Note: The performance data mentioned here is based on individual results during a limited testing period and should NOT be used as an indication of future performance or availability. For more information on Windows Azure storage performance and availability, please refer to the published SLA.

So I’ve had an interesting experience the last few days that I wanted to take a few minutes to share with the interwebs. Namely, monitoring some Windows Azure hosted virtual machines, not at the VM level, but the storage account that held the virtual machine disks.

The scenario I was facing was a customer that was attempting to benchmark the performance and availability of two Linux based virtual machines that were running an Oracle database. Both machines were extra-large VMs with one running 10 disks (1 os, 1 Oracle, 8 data disks) and the other with 16 disks (14 for data). The customer has been running an automated load against both machines and wanted to get a clear idea of how much they may or may not have been saturating the underlying Windows Azure Storage system as well as what could be contributing to the highly variable Oracle IOPS levels they were seeing.

To support this effort, I dug into something I haven’t looked at in depth for quite some time. Windows Azure Storage Analytics (aka Logging and Metrics). Except this time with a focus on what happens at the storage account with regards to the VM disk activity.

Enable Storage Analytics Proactively

Before we go anywhere, I need to stress that if you want to be able to see what’s going on with Azure Storage and your virtual machine, you’ll need to enable this BEFORE a problem occurs. If you haven’t already enabled logging, the only option you have to try and go “back in time” and look at past behavior is to open up a support ticket. So if you plan to do this type of monitoring, please be certain to enable analytics!

For Windows Azure VM disk metrics, we need to enable analytics on the blob storage account. As the link I just shared will let you know, you will need to call the “Set Blob Service Properties” api to set this (or use your favorite Windows Azure storage utility). I happen to use the Azure Management Studio from Redgate and it allows me to set the properties you see in this screen shot:

With this, I tell Azure Storage that I want it to log all blob operations (Read/Write/Delete) and retain that information for up too two days. I also enable metrics and ask it to retain that data for two days as well.

» **What to do**
**a.** In the Azure storage analytics text, which tool is used to set the blob service properties?
**b.** From the Azure storage analytics text, extract the passage starting at "To support this" and ending at "VM disk activity.".
The material after this text comes from a separate source.

» **Given material**

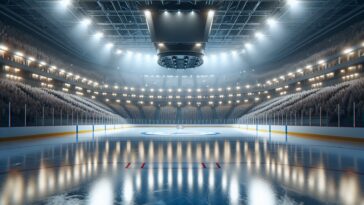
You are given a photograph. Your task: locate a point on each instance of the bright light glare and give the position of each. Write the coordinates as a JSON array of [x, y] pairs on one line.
[[292, 2], [65, 3], [86, 21], [248, 45], [18, 53], [348, 51], [321, 62], [259, 35], [99, 35], [3, 47], [109, 45], [271, 22], [147, 13]]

» **Complete answers**
**a.** Azure Management Studio from Redgate.

**b.**
To support this effort, I dug into something I haven’t looked at in depth for quite some time. Windows Azure Storage Analytics (aka Logging and Metrics). Except this time with a focus on what happens at the storage account with regards to the VM disk activity.